What you should do> From the rows below, pick out each line that contains the string "bbox" and copy it.

Start Stored records

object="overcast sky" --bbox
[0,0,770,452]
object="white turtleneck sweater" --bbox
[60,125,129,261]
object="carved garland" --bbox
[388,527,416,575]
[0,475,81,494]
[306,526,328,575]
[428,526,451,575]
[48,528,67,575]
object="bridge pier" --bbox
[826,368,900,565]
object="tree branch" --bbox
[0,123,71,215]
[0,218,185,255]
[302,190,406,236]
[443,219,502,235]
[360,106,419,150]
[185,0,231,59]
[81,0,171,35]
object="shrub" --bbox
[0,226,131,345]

End Stored records
Start Stored records

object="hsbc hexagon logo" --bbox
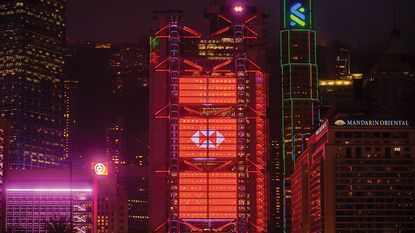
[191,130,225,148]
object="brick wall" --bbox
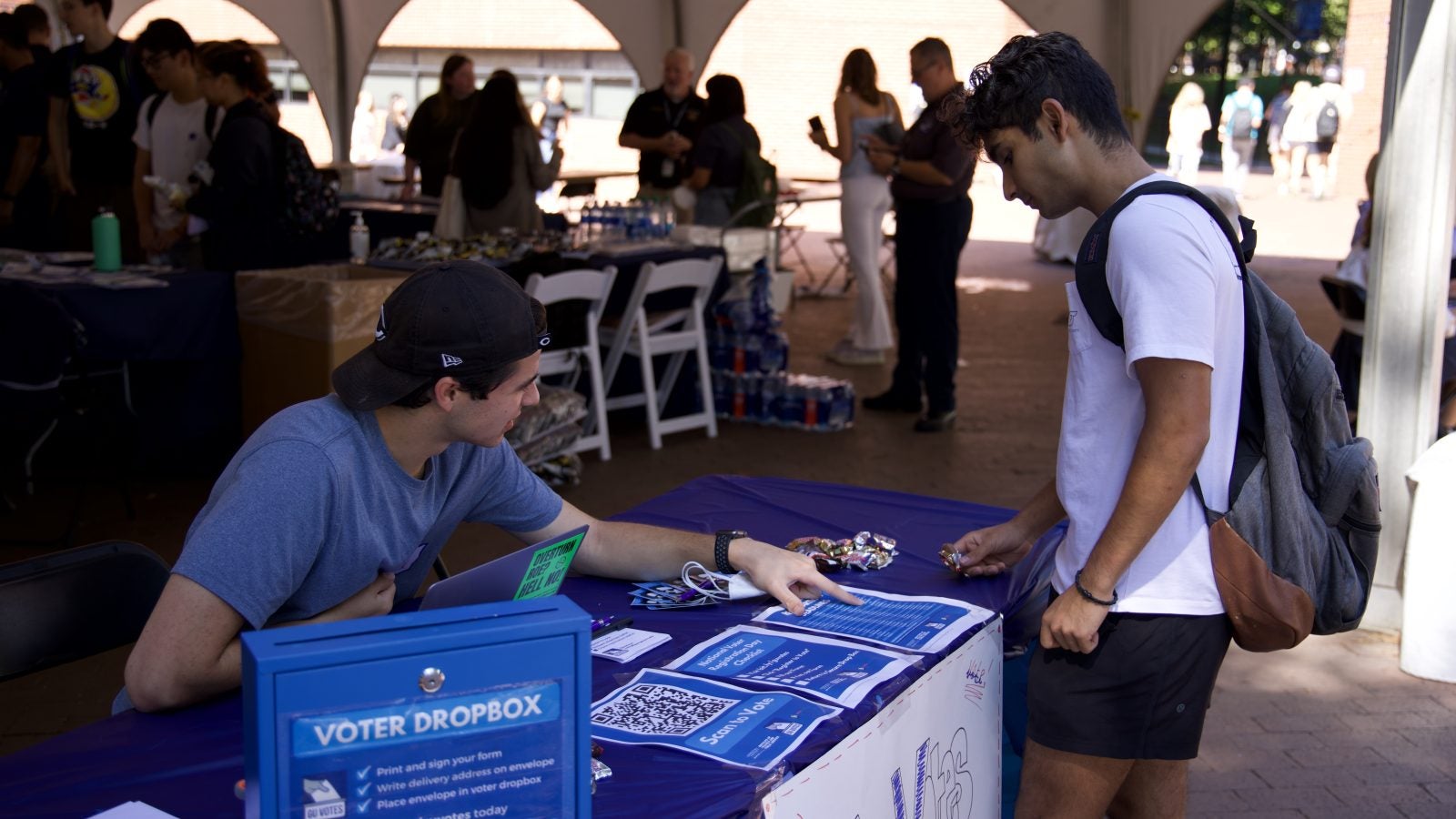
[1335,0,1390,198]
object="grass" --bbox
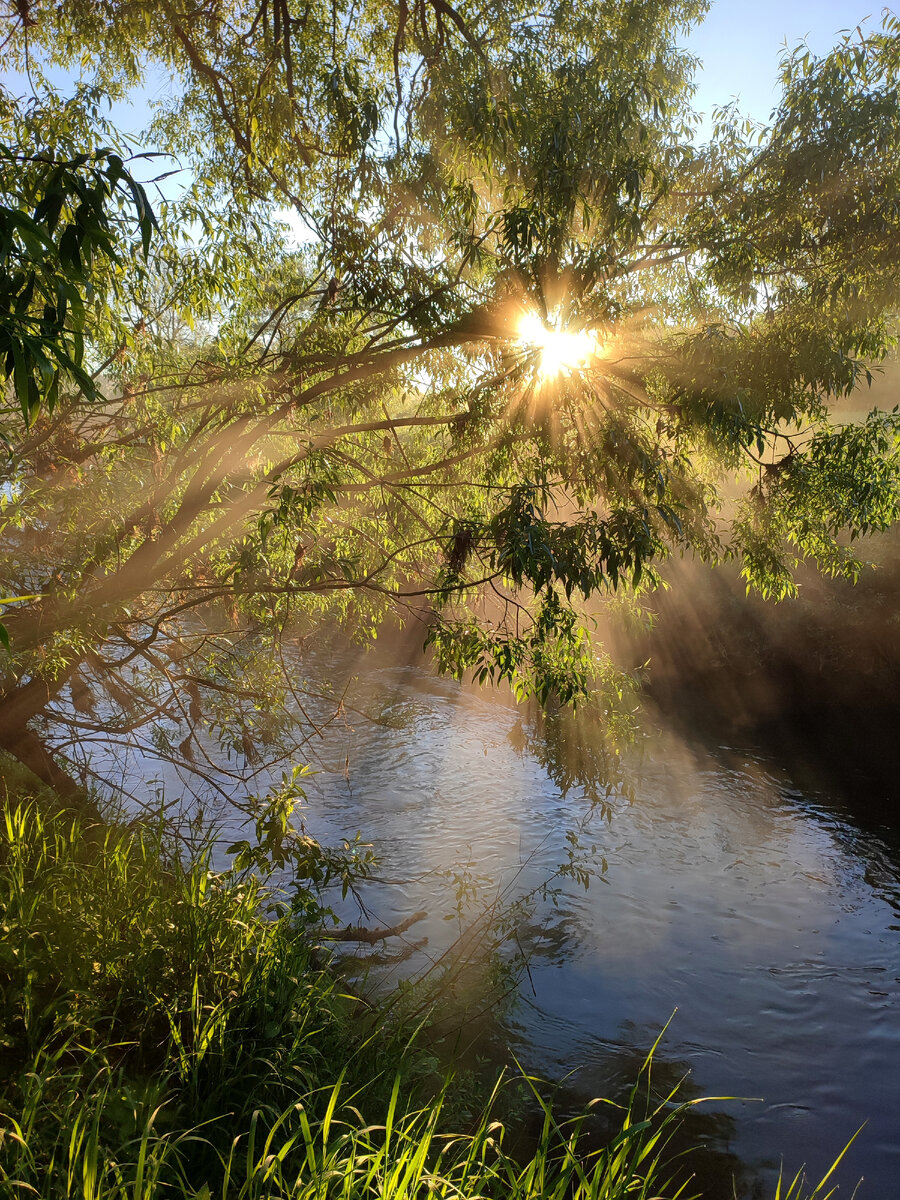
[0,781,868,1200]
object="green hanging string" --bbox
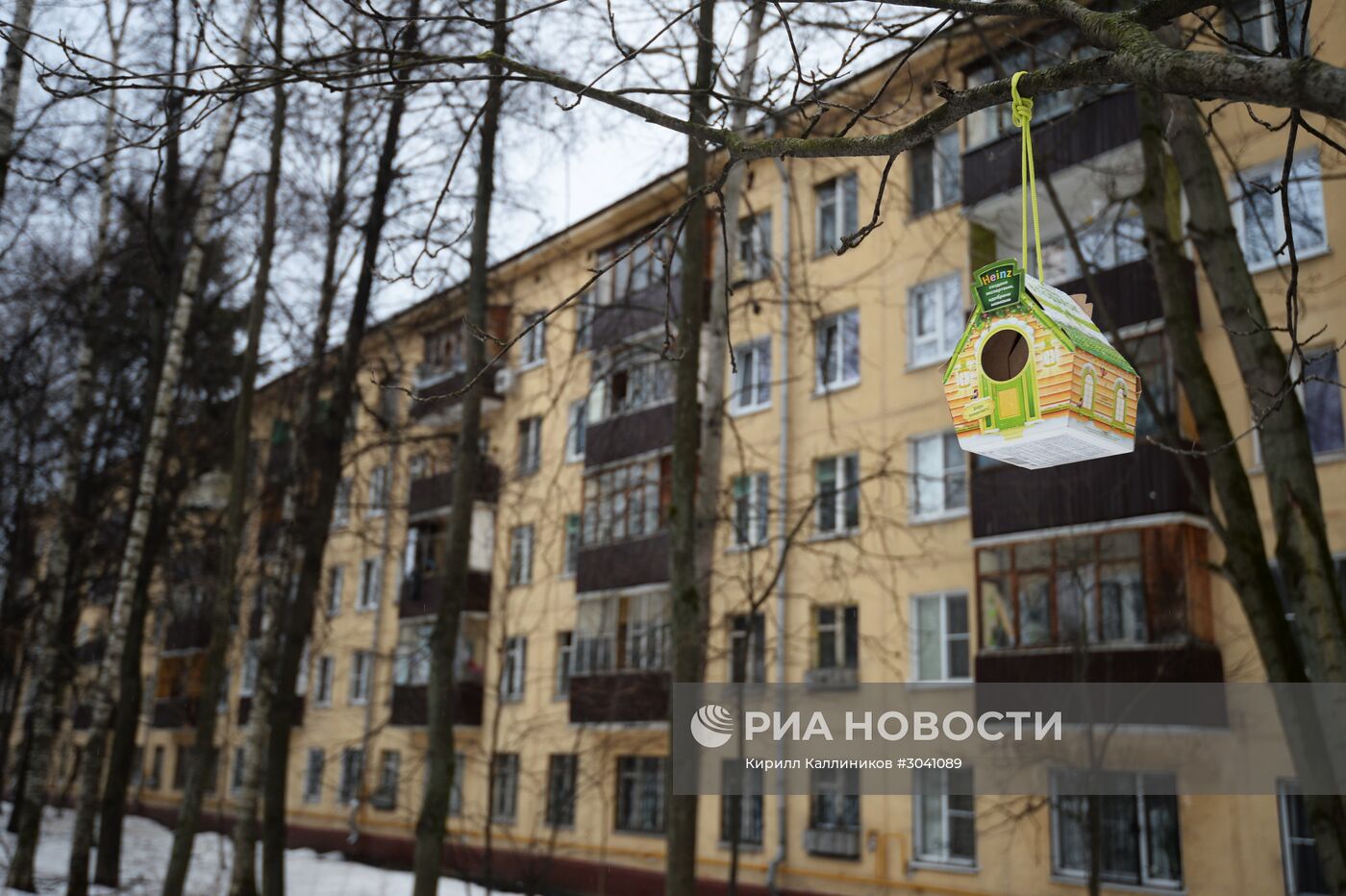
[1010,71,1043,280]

End Stored records

Final result>
object="overcast sky" --bbox
object="white turtleneck sweater" --bbox
object="carved garland" --bbox
object="bridge pier" --bbox
object="tree branch" --bbox
object="shrub" --bbox
object="hsbc hexagon logo" --bbox
object="brick wall" --bbox
object="grass" --bbox
object="green hanging string" --bbox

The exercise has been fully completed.